The problem:
Pictures aside, quote the whole listing exactly.

Entries from a pointing dataset:
----------------------------------------

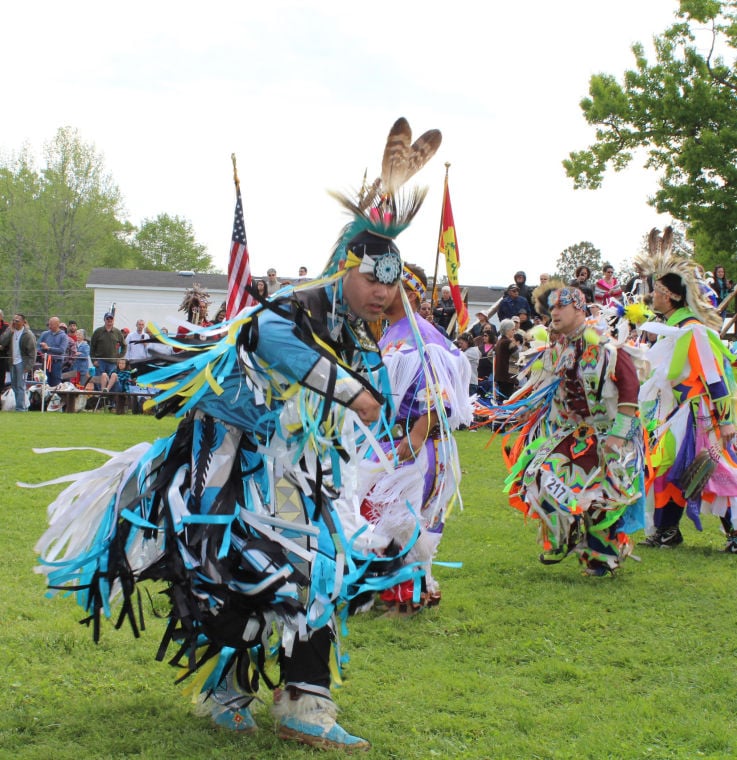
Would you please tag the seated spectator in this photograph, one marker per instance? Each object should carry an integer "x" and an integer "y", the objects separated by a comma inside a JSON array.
[
  {"x": 581, "y": 282},
  {"x": 504, "y": 360},
  {"x": 445, "y": 309},
  {"x": 525, "y": 323},
  {"x": 82, "y": 362},
  {"x": 639, "y": 285},
  {"x": 485, "y": 346},
  {"x": 607, "y": 288},
  {"x": 261, "y": 289},
  {"x": 426, "y": 312},
  {"x": 483, "y": 320},
  {"x": 157, "y": 349},
  {"x": 472, "y": 353},
  {"x": 124, "y": 375},
  {"x": 721, "y": 286},
  {"x": 512, "y": 303},
  {"x": 525, "y": 291}
]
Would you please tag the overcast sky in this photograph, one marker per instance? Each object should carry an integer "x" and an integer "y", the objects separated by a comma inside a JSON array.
[{"x": 304, "y": 94}]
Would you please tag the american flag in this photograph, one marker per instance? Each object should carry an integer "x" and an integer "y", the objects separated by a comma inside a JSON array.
[{"x": 239, "y": 265}]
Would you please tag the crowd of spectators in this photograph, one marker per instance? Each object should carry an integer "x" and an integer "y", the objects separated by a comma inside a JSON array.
[{"x": 107, "y": 359}]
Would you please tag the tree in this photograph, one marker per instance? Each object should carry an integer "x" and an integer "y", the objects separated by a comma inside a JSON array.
[
  {"x": 682, "y": 111},
  {"x": 20, "y": 224},
  {"x": 168, "y": 243},
  {"x": 579, "y": 254},
  {"x": 56, "y": 223},
  {"x": 81, "y": 204}
]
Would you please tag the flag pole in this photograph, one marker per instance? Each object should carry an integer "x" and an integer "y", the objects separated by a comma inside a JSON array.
[
  {"x": 235, "y": 171},
  {"x": 440, "y": 234}
]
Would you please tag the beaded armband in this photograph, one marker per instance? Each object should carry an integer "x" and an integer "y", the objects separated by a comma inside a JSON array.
[{"x": 625, "y": 426}]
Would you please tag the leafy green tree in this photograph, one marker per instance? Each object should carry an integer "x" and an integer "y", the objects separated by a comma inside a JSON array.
[
  {"x": 168, "y": 243},
  {"x": 56, "y": 223},
  {"x": 579, "y": 254},
  {"x": 681, "y": 111},
  {"x": 82, "y": 206},
  {"x": 20, "y": 225}
]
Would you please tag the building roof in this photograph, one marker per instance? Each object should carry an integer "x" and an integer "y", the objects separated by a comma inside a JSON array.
[
  {"x": 158, "y": 280},
  {"x": 153, "y": 279}
]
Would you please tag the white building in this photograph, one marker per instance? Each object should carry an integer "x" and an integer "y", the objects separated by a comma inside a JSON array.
[{"x": 149, "y": 295}]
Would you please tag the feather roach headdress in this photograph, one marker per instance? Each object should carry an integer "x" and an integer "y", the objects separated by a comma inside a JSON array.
[
  {"x": 195, "y": 302},
  {"x": 679, "y": 275},
  {"x": 383, "y": 209},
  {"x": 540, "y": 295}
]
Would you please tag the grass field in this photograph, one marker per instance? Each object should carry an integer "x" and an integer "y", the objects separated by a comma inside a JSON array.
[{"x": 519, "y": 660}]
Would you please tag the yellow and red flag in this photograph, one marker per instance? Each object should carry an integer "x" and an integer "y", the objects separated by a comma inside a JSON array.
[{"x": 448, "y": 246}]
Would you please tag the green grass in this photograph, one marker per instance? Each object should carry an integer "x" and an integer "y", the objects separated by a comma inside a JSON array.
[{"x": 519, "y": 660}]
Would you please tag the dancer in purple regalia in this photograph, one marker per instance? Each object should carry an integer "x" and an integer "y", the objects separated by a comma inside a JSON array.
[{"x": 429, "y": 378}]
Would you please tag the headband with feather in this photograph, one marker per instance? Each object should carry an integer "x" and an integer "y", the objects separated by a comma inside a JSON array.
[
  {"x": 662, "y": 261},
  {"x": 382, "y": 208}
]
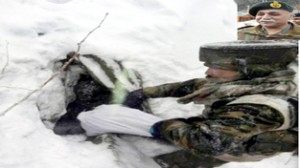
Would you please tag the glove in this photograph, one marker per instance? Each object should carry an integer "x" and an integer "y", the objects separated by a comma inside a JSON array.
[
  {"x": 135, "y": 99},
  {"x": 155, "y": 130}
]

----------------------------------------

Finished answer:
Would you please tag the seated spectator in this photograph, one marker per instance? Each object should carry an integer "x" and an integer "y", the objects separated by a comma inside a JSON array.
[
  {"x": 581, "y": 282},
  {"x": 504, "y": 360},
  {"x": 445, "y": 309},
  {"x": 525, "y": 323},
  {"x": 82, "y": 362},
  {"x": 639, "y": 285},
  {"x": 485, "y": 346},
  {"x": 607, "y": 288},
  {"x": 261, "y": 289},
  {"x": 426, "y": 312},
  {"x": 483, "y": 320},
  {"x": 157, "y": 349},
  {"x": 472, "y": 353},
  {"x": 124, "y": 375},
  {"x": 721, "y": 286},
  {"x": 512, "y": 303},
  {"x": 525, "y": 291}
]
Would you please tag the overcast sky in this photograph, one marker per instance? Each object should carry an integer "x" and an integer "y", the objects separated by a comma inside a JSON array.
[{"x": 304, "y": 94}]
Would you please tag the american flag in this photograph, one marker per instance? Each object should carry an integer "x" and an integer "y", the objects separated by a comma inside a JSON array.
[{"x": 239, "y": 265}]
Would you please tag the crowd of spectators in this photograph, one marker per instance? Each object should carry an integer "x" and an integer "y", the objects separated by a comma inside a JSON array.
[{"x": 107, "y": 359}]
Would you please tag the tree in this photograph, one marker per instance? Each object should carry an integer "x" and an integer "y", the objects separated by a comma inside a JSON array.
[
  {"x": 682, "y": 111},
  {"x": 20, "y": 224},
  {"x": 168, "y": 243},
  {"x": 579, "y": 254},
  {"x": 56, "y": 223},
  {"x": 81, "y": 204}
]
Would you please tag the flag pole in this photograph, one marker per instance? Each object should carry an integer "x" and an integer "y", the objects separated by a comma inside a JSON array.
[
  {"x": 235, "y": 171},
  {"x": 440, "y": 234}
]
Would you please tag the beaded armband in this photograph, one marker per instance? Each object should carry an integer "x" and an integer "y", the objects separated by a comma inside a JSON array.
[{"x": 625, "y": 426}]
Would you please tag the leafy green tree in this photograph, one marker per instance? Each object should carry an integer "x" and an integer "y", the objects separated by a comma inside a JSON array.
[
  {"x": 168, "y": 243},
  {"x": 56, "y": 223},
  {"x": 579, "y": 254},
  {"x": 681, "y": 111},
  {"x": 82, "y": 206},
  {"x": 20, "y": 225}
]
Would you please tag the building roof in this photograph, one marker per instance? Each object should carry an integer "x" and an integer "y", the objects separated by a comma inside a JSON array.
[
  {"x": 158, "y": 280},
  {"x": 153, "y": 279}
]
Would you please tag the white building in this photograph, one marker per instance? Each object should carry an integer "x" and an integer "y", the objects separated by a comma inside a JSON array.
[{"x": 149, "y": 295}]
Would you please tag the feather roach headdress in this photograph, one marker per instance? Each object should carry an integer "x" and an integer "y", the objects separated by a comma inside a JSON array.
[
  {"x": 195, "y": 302},
  {"x": 679, "y": 275},
  {"x": 383, "y": 209},
  {"x": 540, "y": 295}
]
Would you please tag the grass field in this photograph, one marker per instance? Each object should carry an integer "x" and an integer "y", the objects separated by a comma inside a JSON array.
[{"x": 519, "y": 660}]
Would you please tag the yellow and red flag in this photograph, one marker per instance? Each object should carry an integer "x" and an integer "y", the objects separated by a comma inside a JSON array.
[{"x": 448, "y": 246}]
Would you please tag the green grass in this photograph, one marker per instance? Each object should carry an integer "x" and an integer "y", the objects separated by a comma inside a JSON array.
[{"x": 519, "y": 660}]
Would you please tag the dancer in purple regalia in this photograph, one marker per instance? Each object should carry an integer "x" and an integer "y", the objects separated by a comma inside a JSON array.
[{"x": 429, "y": 378}]
Would you please tag the headband with feather in this photograph, one marker per instance? Each object should carry an integer "x" and an integer "y", the objects separated by a comma inside a JSON array.
[
  {"x": 662, "y": 261},
  {"x": 382, "y": 208}
]
Would you please tag the glove in this photograph, one marker per instance? Each object should carry an integer "x" and an integer "y", the objects separated by a comma inside a JSON array.
[
  {"x": 135, "y": 99},
  {"x": 155, "y": 130}
]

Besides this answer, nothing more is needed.